◆ EXCERPTED TEXT:
╭──
NCBI fasta format [was: Re: [Bioperl-l] loading data into bioperl-db]

Sat Jun 7 11:54:37 EDT 2003

ok I will volunteer,

having 'specialised fasta objects' are very useful. Another 'type' of fasta 
that I have needed before is one for handling fasta files with TIGR's 
assembler. I will have a look at the code of fasta module this evening and 
see what I can do since I have written fasta modules like this in python.

However I think there is another sensible approach. The formatting of the 
definition line is exactly that, formatting. I don't think that you need a 
new fasta object just for defining the line format; this convolutes the 
class hierarchy. Instead one could create a fasta object with

Bio::SeqIO::fasta('ncbi'), and the internals of the class will take care of 
setting and retrieving the data in a sensible way.

Of course perhaps we might not want to meddle with the basic fasta class, 
and we create another object Bio::SeqIO::formated_fasta('ncbi'), where we 
could add more specific types of fasta formats.

What would people prefer?

Peter W.

p.s. sorry for mentioning the p word ;-)

At 04:07 PM 06/06/2003 -0400, Aaron J Mackey wrote:

>On Thu, 5 Jun 2003, Hilmar Lapp wrote:
>
> > >  Is there ever a case where
> > > Bio::SeqIO::fasta will parse a sequence header like :
> > >
> > >> gi|30419336|gb|CD037498.1|CD037498 mgsu014xP21f.b Magnaporthe grisea
> > >
> > > and read the namespace, accession, version etc from it?
> >
> > No. Bioperl itself does not interpret the identifier token, especially
> > given the fact that there are plenty of ways in which people convolute
> > information here, and that it is relatively simple to apply whatever
> > extraction is suitable in 1 or 2 lines of perl.
>
>It seems like we hear this request alot; I think it's an (almost) valid
>newbie expectation that somehow the "gi|123456|db|acc.v|name descr" fasta
>header is some kind of universal standard.  I agree that it's an easy
>couple of lines of Perl to get right, but maybe we should be trying to do
>this for people?  It seems like such an easy thing (I'll wait to be told
>otherwise ...).  I agree that there are lots of bastardizations out there
>in the wild, but for each of the databases that NCBI "outputs" (gb, emb,
>dbj, ref, pir, sp, pdb, etc), there's pretty consistent behaviour for the
>fields.
>
>It should make loading up biosql databases from flatfiles a bit easier,
>too.
>
>Any lurkers want to write Bio::SeqIO::fasta_ncbi.pm (inheriting from
>Bio::SeqIO::fasta) ??  I guess we'd have to agree on where the "db" and
>any secondary accession/names would be stored in which Seq model ...
>
>-Aaron
>
>
>_______________________________________________
>Bioperl-l mailing list
>Bioperl-l at portal.open-bio.org
>http://portal.open-bio.org/mailman/listinfo/bioperl-l

-------------------------------------
Peter Wilkinson
Bioinformatics Consultant

-------------------------------------
╰──
◆ EXERCISE REQUIREMENTS:
Answer these questions about the mailing list thread on the NCBI fasta format:
1. Does Bioperl itself interpret the identifier token in a fasta header, according to Hilmar Lapp?
2. What module does Aaron J Mackey invite someone to write, and from which module should it inherit?
3. Whose assembler has Peter W. needed to handle fasta files for?

◆ RAW DATA:
╭──
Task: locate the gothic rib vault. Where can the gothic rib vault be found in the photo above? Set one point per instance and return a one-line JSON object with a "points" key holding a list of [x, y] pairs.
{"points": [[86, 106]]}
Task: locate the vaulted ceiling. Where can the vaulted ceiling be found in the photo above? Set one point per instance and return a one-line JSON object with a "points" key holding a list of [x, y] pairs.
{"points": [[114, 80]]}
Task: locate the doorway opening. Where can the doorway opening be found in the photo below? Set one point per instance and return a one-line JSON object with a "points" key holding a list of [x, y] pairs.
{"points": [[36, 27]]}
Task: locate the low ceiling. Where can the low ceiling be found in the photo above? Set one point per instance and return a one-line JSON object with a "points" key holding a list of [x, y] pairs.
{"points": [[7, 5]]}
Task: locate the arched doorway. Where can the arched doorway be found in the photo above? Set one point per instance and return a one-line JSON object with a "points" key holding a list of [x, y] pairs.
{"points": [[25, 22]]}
╰──
╭──
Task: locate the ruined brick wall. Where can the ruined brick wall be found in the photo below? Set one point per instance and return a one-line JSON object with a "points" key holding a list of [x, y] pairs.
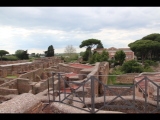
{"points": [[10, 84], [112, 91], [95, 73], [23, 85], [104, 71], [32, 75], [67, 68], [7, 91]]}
╰──
◆ OUTPUT FOR THIS EXERCISE:
1. No.
2. Bio::SeqIO::fasta_ncbi.pm, inheriting from Bio::SeqIO::fasta.
3. TIGR's.